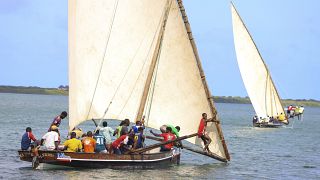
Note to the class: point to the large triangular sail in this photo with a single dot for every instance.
(111, 45)
(255, 74)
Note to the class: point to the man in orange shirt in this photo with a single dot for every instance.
(88, 143)
(202, 132)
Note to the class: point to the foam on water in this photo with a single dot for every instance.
(256, 153)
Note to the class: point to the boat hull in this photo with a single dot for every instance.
(104, 160)
(269, 125)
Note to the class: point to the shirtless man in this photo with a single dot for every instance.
(202, 131)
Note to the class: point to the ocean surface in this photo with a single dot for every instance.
(285, 153)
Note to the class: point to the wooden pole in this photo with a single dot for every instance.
(202, 75)
(193, 150)
(154, 60)
(141, 150)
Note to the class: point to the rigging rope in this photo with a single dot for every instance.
(127, 70)
(104, 54)
(146, 58)
(150, 98)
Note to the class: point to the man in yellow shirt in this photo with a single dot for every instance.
(281, 117)
(73, 144)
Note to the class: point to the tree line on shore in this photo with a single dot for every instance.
(63, 90)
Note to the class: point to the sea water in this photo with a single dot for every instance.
(283, 153)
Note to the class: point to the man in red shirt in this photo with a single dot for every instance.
(57, 120)
(26, 139)
(167, 136)
(122, 140)
(88, 143)
(202, 132)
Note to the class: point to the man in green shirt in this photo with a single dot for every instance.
(174, 130)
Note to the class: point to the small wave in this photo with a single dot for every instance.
(309, 166)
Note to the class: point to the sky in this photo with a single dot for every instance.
(34, 43)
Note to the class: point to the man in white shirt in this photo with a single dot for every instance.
(51, 139)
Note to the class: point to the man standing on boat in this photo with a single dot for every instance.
(26, 139)
(88, 143)
(57, 120)
(51, 139)
(202, 131)
(73, 144)
(167, 136)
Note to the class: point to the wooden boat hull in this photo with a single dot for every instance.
(104, 160)
(268, 125)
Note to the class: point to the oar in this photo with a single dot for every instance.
(193, 150)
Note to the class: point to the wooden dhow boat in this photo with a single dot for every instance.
(256, 77)
(129, 59)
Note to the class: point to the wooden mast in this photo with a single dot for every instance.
(154, 60)
(204, 82)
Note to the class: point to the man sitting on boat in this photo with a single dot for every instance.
(78, 132)
(167, 136)
(100, 142)
(122, 140)
(298, 111)
(138, 140)
(122, 128)
(282, 117)
(73, 144)
(51, 139)
(57, 120)
(26, 139)
(107, 133)
(88, 143)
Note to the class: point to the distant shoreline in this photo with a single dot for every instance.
(217, 99)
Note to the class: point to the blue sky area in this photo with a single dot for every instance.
(33, 43)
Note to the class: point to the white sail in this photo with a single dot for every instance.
(101, 70)
(255, 74)
(178, 96)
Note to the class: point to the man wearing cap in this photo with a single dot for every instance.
(73, 144)
(51, 139)
(57, 120)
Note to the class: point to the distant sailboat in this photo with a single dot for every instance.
(256, 77)
(130, 58)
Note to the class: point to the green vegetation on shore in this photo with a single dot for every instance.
(218, 99)
(246, 100)
(32, 90)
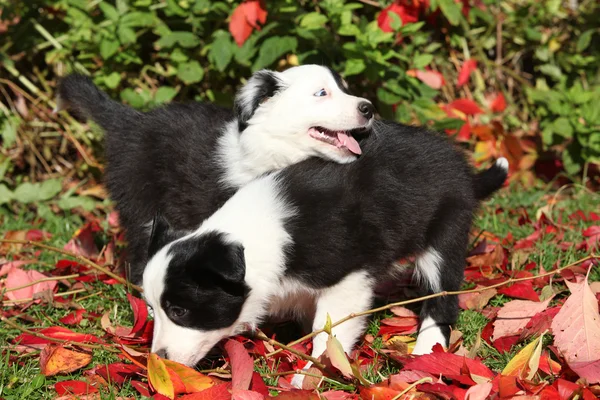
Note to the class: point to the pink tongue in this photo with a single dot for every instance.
(349, 142)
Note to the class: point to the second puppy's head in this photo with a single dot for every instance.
(302, 112)
(196, 288)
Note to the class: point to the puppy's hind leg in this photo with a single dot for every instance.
(353, 294)
(441, 268)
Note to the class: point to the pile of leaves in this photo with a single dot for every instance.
(534, 329)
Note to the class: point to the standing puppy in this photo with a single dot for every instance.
(314, 238)
(186, 160)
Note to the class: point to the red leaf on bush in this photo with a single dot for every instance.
(466, 106)
(73, 387)
(520, 290)
(498, 104)
(74, 318)
(245, 18)
(467, 68)
(241, 365)
(432, 79)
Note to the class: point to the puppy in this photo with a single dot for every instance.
(315, 238)
(186, 160)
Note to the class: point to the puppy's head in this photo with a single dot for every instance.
(304, 111)
(196, 288)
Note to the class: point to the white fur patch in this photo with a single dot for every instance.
(428, 269)
(429, 334)
(278, 132)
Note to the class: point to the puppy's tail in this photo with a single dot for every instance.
(78, 94)
(487, 182)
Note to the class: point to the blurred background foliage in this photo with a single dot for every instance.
(518, 78)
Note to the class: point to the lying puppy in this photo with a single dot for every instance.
(314, 239)
(186, 160)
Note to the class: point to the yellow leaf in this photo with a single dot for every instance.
(338, 356)
(526, 362)
(159, 376)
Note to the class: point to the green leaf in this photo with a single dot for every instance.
(5, 194)
(49, 188)
(422, 60)
(108, 47)
(221, 50)
(354, 67)
(112, 80)
(184, 39)
(584, 40)
(190, 72)
(272, 49)
(313, 20)
(451, 10)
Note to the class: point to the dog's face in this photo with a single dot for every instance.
(305, 109)
(195, 285)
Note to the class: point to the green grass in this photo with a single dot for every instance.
(23, 379)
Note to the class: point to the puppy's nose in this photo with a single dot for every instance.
(162, 353)
(366, 109)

### TASK TO COMPLETE
Excluding the pictures, restate the records above word for word.

### THE SOLUTION
Note to the class: point to the large triangular sail in this photo with a single dot for every instance.
(111, 45)
(255, 74)
Note to the class: point to the man in orange shirt in this photo with a single dot for every instance.
(88, 143)
(202, 132)
Note to the class: point to the foam on water in this photo with a single dot for every instance.
(256, 153)
Note to the class: point to the boat hull in this photo with a single dot for every instance.
(104, 160)
(269, 125)
Note to the class: point to the shirtless man in this photo with a single dot for every instance.
(202, 131)
Note to the class: point to the ocean surface in this photo with a single dot for every instance.
(285, 153)
Note to the class: point to the wooden pole in this photo with a single dot for every instance.
(202, 75)
(193, 150)
(154, 60)
(141, 150)
Note to the class: point to the rigging rope in this photo with a single dot for every instance.
(127, 70)
(104, 54)
(146, 58)
(150, 98)
Note to the class: point to the man in yellow shirt in this photo with a single dot for every instance.
(281, 117)
(73, 144)
Note to the class: point to the tree line on shore in this photo with a single dot for every instance.
(63, 90)
Note to the class: point to the sea water in this photo with a single dot for every instance.
(283, 153)
Note to the class: point to the man in red shirt in this photo with a single dot for every instance.
(57, 120)
(26, 139)
(167, 136)
(122, 140)
(88, 143)
(202, 132)
Note to the class: point to the man in green shirt in this photo with a single dot for every instance.
(174, 130)
Note to the class: point to the small wave in this photo with a single dot for every instance.
(309, 166)
Note to the class: point to the sky in this photo with a single dot for every instance.
(34, 43)
Note to the class: point to the man in white shirt in this photo with a single dot for every instance.
(51, 139)
Note to the class: point to the man standing on boat in this photo with a single dot for every instance.
(26, 139)
(88, 143)
(57, 120)
(51, 139)
(202, 131)
(73, 144)
(167, 136)
Note to the class: point to the wooden boat hull in this photo with a single dot for every instance.
(104, 160)
(268, 125)
Note to the class: point to the oar in this photo with a single dot for every instance.
(193, 150)
Note to the class: point to the wooden dhow boat in this photo with a single dot for every instance.
(256, 77)
(129, 59)
Note to the class: point to the wooden mast in this photo with a single dot for every instance.
(154, 60)
(204, 82)
Note to the class: point to the man sitting on boat in this photo with a single dot for every instance.
(78, 132)
(167, 136)
(100, 142)
(122, 140)
(298, 111)
(138, 140)
(122, 128)
(282, 117)
(73, 144)
(51, 139)
(57, 120)
(26, 139)
(107, 133)
(88, 143)
Note to the class: point to the distant shoreline in this photo with a single dot for every instance.
(217, 99)
Note to the class: point to the blue sky area in this photo with a single dot for every instance.
(33, 43)
Note to the class: point to the white sail in this photo with a single dot for every instance.
(101, 70)
(255, 74)
(178, 96)
Note to the class: point to the man wearing cap in this photo with a single dot for every instance.
(73, 144)
(51, 139)
(57, 120)
Note to the class: point to the distant sailboat in this photo with a single dot for every instance.
(256, 77)
(130, 58)
Note to the class: point to the green vegetation on shore in this photo with a single dot for every instance.
(218, 99)
(246, 100)
(32, 90)
Note to the class: point to the pink tongue in this photo with a single dot for every instance.
(349, 142)
Note to the class: point to the second puppy's head in this photo with a single dot for every instance.
(302, 112)
(196, 288)
Note to the class: point to the puppy's hind leg in this photo with a single dot for every instance.
(353, 294)
(441, 268)
Note to the class: point to the pile of leaves in this photo with a single dot for every instance.
(534, 329)
Note to the class: point to the standing puppy in this photo with a single dot for every instance.
(314, 238)
(186, 160)
Note to the class: point to the red leaf on bush in this photo with a single dot for every instance.
(466, 106)
(73, 387)
(520, 290)
(498, 104)
(74, 318)
(245, 18)
(467, 68)
(241, 365)
(432, 79)
Note to the class: point to the puppy in this photo with a single dot for every instance.
(315, 238)
(186, 160)
Note to the class: point to the puppy's head in this photo with a single dot for every instance.
(304, 111)
(196, 288)
Note to the class: point to the white fur patch in this photo with a single dot for every instance.
(428, 269)
(429, 334)
(278, 132)
Note to the class: point to the puppy's tail in this photo with a single dot for every instance.
(78, 94)
(487, 182)
Note to the class: point to the blurred background foliage in this photo with a single dot for every instance.
(518, 78)
Note to the class: point to the lying puppy in this photo with a single dot for every instance.
(314, 239)
(186, 160)
Note to the class: point to the yellow leaf in this photo with a single dot for every instance.
(338, 356)
(526, 362)
(159, 376)
Note to the class: point to the green leaf in this photo with a single dot for every instance.
(5, 194)
(49, 188)
(422, 60)
(108, 47)
(221, 50)
(354, 67)
(112, 80)
(184, 39)
(584, 40)
(190, 72)
(272, 49)
(313, 20)
(451, 10)
Note to the class: point to the dog's face in this photo with a single dot for every instance.
(305, 109)
(195, 285)
Note to the class: point to the green grass in this photo with a single dot for every instance.
(23, 379)
Note to the class: point to the puppy's nose in this photo with a single dot for every instance.
(162, 353)
(366, 109)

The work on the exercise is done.